* [Selected excerpt]
- - -

In our ongoing coverage of the Coronavirus crisis, we like to hear from doctors working in the front line in various parts of the country and what they are observing and experiencing. While most of the attention is currently riveted on the intense conditions prevailing in New York City, other major coastal cities and their metropolitan areas, we should keep in mind that while these are the existing focal points, the contagion will be making its way across America, starting from the major hubs and reaching across the less densely populated centers.
What are these hospitals and care centers away from the glare of the spotlights doing to prepare for what they are sure to experience in the coming weeks? This account comes from Doctor Richard Fremont, a pulmonary critical care physician at Nashville General Hospital in Tennessee. Dr. Fremont is also an Associate Professor and the Chair of Internal Medicine at Meharry Medical College. Nashville General Hospital is considered the “city safety net hospital” and mostly serves a minority indigent patient population.
Dr. Fremont, can you describe the current conditions that you are seeing at your hospital?
“As a critical care physician, I run a 15-20 bed Intensive Care Unit where we are preparing to manage the sickest of the Covid-19 patients in our hospital. Currently, we have had only 1 patient requiring intubation and mechanical ventilation, but by most predictions that we are following closely, here, we are in the beginnings of this crisis and bracing for what is to come. Starting this past week, I have also been part of the Medical School’s and the city’s screening program, where we are screening residents for free if they have symptoms of the coronavirus. We have created a drive-thru set up where we screen individuals, get demographics, and then swab them to help determine prevalence of the disease in the larger community. This is an effort sponsored by the city of Nashville and we are one of 3 testing sites.”

- - -

* [The data]
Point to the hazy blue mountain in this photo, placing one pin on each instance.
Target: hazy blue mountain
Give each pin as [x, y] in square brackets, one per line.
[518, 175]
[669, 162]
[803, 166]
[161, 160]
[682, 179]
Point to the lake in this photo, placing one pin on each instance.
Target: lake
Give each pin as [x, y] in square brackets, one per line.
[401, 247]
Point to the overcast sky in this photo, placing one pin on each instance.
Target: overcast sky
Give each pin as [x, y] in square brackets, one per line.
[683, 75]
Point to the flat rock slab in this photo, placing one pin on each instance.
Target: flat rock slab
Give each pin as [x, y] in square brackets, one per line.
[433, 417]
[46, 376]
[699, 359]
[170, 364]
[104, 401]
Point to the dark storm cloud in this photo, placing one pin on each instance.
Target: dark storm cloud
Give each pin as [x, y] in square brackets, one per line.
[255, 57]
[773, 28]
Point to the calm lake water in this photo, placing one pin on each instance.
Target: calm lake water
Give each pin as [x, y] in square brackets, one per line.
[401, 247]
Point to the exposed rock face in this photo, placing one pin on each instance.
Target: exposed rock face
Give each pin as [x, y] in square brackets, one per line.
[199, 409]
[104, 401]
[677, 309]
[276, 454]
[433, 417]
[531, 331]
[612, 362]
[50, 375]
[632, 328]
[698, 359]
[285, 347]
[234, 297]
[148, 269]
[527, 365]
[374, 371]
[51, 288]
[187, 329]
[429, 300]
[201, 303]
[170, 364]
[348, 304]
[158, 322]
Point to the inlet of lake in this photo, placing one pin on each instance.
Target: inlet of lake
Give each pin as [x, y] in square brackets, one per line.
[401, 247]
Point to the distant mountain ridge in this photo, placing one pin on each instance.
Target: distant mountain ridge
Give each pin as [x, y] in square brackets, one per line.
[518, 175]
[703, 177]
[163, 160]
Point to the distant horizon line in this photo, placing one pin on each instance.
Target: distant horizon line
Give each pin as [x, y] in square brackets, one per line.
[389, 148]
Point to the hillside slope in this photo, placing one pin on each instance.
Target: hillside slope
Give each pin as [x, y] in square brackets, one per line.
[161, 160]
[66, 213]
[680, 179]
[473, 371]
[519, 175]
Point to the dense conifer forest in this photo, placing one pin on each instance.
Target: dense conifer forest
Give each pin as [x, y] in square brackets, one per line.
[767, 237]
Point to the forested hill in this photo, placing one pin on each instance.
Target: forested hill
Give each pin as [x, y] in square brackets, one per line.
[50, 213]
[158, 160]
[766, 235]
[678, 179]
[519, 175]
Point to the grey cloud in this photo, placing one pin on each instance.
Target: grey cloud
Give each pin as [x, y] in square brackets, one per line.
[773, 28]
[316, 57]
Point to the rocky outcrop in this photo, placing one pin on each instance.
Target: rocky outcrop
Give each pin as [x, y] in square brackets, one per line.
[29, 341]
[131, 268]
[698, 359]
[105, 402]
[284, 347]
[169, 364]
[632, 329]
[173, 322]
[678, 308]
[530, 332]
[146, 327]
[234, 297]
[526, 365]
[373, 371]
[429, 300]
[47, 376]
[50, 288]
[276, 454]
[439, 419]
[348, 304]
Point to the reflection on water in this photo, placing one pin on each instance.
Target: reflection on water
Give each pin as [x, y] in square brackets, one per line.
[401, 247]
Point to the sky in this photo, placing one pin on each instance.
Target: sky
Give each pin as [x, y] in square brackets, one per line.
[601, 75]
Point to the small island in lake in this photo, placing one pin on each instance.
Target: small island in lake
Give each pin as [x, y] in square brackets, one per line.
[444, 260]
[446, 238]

- - -

* [What this exercise asks]
1. Write out word for word the part of the Nashville hospital account starting with "In our ongoing" and going on through "densely populated centers.".
2. In the Nashville hospital account, what actions does the drive-thru setup carry out with the people who come through it? List them in order.
3. Write what comes next in the Nashville hospital account, picking up after its last sentence.

* [Answers]
1.
In our ongoing coverage of the Coronavirus crisis, we like to hear from doctors working in the front line in various parts of the country and what they are observing and experiencing. While most of the attention is currently riveted on the intense conditions prevailing in New York City, other major coastal cities and their metropolitan areas, we should keep in mind that while these are the existing focal points, the contagion will be making its way across America, starting from the major hubs and reaching across the less densely populated centers.

2.
1. Screen individuals
2. Get demographics
3. Swab them

3.
How equipped are you to manage the crisis through an intense stage?
“Right now, Nashville has not been hit as hard as some of the larger cities in the United States. But even so, with all the patients we have to rule out for the disease, we are going through the personal protective gear very quickly. Once we start seeing the influx of patients that we all expect, it won’t be long before we run short on masks, gowns, gloves and ventilators. Even now, in our early stages, we are having to ration masks and gowns which are being depleted at an alarming rate. Even though we are getting ready, most of us realize that the volume of patients could overwhelm even the best preparation and send us into crisis mode.”
What preparations are you making as you wait for the surge in the Nashville area?
“From what we know now, it appears that April should be worse than May, and that this situation may persist for a few more months, so while some in the medical community are already seeing the worst of this crisis, the rest of us are preparing and hoping we can get ahead of it. That’s the goal, to get ahead of it so that we don’t get overwhelmed. Most hospitals and critical care teams who are in the waiting mode, as we are here at Nashville General Hospital, are currently tightening up our protocols, stockpiling as many supplies as we can, and making sure we are ready for the expected surge of cases. We are all reading up on other hospitals’ experiences and seeing what we can learn from them. Just as importantly, we’re hoping that some of the experimental medications now in use start having some real robust data to support their usage and give us hope.”
Have you learned anything particularly useful about the course of the disease as it unfolded in places like Italy and New York City?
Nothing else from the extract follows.